The problem: Rewrite only the lines from the one containing "task: segment the <item>reflection" to the one containing "POLYGON ((202 160, 205", replacing "wet pavement" with "damp pavement" and leaving everything else unchanged.

§ §

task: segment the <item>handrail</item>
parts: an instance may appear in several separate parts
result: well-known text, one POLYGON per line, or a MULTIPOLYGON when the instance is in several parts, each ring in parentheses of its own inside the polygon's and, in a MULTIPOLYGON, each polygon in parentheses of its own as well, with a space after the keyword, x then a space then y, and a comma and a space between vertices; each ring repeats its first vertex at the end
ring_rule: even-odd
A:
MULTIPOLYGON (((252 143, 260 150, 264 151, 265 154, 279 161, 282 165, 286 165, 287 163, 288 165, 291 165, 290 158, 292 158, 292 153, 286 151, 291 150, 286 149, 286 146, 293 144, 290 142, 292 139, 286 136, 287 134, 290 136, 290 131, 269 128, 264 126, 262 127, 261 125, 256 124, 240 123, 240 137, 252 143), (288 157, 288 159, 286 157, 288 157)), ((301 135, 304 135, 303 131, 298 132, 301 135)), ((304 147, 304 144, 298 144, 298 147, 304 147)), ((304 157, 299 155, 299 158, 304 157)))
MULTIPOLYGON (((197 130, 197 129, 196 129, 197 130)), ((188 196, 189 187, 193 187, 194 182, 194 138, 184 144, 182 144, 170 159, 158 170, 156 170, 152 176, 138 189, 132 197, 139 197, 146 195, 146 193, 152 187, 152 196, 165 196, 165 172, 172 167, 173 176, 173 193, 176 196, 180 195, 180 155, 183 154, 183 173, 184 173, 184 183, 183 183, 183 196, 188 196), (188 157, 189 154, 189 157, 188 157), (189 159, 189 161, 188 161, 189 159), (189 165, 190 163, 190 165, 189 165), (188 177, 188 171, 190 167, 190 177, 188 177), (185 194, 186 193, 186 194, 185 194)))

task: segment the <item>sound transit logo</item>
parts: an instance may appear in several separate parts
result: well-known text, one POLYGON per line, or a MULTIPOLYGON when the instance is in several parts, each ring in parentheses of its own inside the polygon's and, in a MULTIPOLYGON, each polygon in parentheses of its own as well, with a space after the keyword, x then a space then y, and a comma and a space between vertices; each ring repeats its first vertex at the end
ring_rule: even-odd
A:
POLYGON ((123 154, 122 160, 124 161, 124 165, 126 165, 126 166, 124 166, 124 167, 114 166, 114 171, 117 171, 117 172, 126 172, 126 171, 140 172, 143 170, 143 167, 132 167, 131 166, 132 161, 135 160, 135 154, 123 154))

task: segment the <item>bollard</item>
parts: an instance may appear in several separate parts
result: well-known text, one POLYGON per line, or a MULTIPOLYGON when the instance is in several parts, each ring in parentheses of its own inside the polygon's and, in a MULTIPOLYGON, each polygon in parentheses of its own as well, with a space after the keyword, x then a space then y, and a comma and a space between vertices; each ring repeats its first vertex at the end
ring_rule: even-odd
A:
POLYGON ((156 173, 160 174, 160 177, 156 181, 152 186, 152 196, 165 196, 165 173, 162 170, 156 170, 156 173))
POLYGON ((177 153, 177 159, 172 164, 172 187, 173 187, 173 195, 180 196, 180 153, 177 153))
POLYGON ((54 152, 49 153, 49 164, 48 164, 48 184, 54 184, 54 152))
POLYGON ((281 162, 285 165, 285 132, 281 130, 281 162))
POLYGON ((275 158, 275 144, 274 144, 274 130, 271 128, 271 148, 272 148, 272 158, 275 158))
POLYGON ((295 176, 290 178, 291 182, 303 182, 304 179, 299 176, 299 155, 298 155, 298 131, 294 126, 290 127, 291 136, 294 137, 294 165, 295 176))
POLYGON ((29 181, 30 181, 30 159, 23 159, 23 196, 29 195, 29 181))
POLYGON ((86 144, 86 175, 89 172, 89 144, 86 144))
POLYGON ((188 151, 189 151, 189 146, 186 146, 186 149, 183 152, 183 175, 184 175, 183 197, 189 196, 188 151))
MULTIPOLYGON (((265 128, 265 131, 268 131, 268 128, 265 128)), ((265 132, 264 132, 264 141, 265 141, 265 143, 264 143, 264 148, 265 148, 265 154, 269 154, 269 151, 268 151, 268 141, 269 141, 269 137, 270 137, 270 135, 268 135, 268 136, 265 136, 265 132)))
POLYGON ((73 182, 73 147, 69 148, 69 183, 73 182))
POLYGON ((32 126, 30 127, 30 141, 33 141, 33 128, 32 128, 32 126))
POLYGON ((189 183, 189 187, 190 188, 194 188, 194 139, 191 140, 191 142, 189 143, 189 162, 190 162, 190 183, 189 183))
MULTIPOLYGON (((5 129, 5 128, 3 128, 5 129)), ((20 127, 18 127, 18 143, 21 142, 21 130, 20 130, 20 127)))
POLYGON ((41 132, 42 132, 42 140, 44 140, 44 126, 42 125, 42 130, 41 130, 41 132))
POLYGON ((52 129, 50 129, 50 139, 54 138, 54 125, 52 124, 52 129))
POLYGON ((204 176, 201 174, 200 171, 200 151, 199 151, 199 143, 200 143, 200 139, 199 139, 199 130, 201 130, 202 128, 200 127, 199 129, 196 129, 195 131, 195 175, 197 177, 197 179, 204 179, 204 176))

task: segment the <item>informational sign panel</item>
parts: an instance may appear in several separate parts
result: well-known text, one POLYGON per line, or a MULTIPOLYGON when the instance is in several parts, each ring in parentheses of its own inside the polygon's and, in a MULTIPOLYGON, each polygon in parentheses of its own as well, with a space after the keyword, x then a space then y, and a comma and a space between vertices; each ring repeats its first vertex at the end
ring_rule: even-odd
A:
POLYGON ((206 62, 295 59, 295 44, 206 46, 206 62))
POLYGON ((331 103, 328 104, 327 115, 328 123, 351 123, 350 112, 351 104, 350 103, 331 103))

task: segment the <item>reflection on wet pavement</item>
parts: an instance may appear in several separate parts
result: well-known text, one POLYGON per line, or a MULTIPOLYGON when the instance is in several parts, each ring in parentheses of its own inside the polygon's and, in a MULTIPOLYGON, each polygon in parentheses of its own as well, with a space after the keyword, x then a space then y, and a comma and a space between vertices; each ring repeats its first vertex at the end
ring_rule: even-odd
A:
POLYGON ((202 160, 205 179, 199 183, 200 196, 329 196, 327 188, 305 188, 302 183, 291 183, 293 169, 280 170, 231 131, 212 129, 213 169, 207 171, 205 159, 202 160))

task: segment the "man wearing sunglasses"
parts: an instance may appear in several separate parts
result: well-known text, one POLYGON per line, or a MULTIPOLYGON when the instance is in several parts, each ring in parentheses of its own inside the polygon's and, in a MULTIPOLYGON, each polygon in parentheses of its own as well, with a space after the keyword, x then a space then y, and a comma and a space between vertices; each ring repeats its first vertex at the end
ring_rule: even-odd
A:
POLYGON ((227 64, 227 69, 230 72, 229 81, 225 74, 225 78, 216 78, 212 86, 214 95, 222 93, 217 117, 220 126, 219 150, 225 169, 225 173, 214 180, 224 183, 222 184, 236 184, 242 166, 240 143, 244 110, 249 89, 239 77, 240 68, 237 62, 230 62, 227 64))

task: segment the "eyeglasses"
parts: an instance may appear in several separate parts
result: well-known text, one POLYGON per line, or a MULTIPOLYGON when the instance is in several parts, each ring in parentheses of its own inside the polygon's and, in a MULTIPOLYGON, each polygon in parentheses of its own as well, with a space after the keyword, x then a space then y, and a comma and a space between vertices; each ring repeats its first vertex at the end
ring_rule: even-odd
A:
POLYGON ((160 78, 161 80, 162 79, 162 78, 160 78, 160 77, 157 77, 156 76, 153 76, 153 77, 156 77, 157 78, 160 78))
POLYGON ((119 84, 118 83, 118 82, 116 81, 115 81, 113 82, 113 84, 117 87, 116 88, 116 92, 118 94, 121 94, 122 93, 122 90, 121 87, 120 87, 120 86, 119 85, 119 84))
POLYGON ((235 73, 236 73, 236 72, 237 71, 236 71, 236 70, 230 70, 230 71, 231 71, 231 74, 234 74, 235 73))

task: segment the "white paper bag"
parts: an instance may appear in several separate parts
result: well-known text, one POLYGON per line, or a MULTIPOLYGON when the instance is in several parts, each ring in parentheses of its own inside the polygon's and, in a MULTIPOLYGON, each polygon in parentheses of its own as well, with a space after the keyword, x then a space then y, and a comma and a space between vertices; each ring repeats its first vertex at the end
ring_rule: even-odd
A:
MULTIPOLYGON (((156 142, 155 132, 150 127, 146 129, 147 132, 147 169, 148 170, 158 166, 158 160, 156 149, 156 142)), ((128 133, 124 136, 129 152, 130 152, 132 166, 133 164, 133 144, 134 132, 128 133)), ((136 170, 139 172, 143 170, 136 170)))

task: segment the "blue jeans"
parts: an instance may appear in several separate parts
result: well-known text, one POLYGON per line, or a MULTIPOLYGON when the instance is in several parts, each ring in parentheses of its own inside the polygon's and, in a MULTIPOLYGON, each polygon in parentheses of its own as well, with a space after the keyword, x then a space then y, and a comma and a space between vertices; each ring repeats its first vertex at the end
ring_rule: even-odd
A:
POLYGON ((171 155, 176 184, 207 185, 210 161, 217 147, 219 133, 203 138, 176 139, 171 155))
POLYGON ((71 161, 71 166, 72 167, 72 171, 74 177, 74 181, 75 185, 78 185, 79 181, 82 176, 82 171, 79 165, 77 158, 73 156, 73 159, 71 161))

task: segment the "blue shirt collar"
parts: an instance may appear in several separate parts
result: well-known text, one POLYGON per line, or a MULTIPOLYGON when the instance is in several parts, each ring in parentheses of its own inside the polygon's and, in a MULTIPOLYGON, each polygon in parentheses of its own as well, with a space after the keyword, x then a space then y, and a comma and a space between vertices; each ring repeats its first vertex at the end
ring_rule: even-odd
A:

§ §

Exercise result:
task: segment the <item>reflection on damp pavement</item>
parts: an instance may appear in several separate parts
result: well-known text, one POLYGON per line, or a MULTIPOLYGON when the instance is in several parts, each ring in parentheses of its own inside the polygon's and, in a MULTIPOLYGON, each polygon in parentheses of its own as well, with a space after the keyword, x then a space then y, and a comma and a space between vertices; each ring repeats its first vertex at the end
ring_rule: even-odd
A:
POLYGON ((202 160, 205 179, 199 183, 200 196, 329 196, 327 188, 305 188, 302 183, 291 183, 293 169, 280 170, 231 131, 212 129, 213 169, 207 171, 205 159, 202 160))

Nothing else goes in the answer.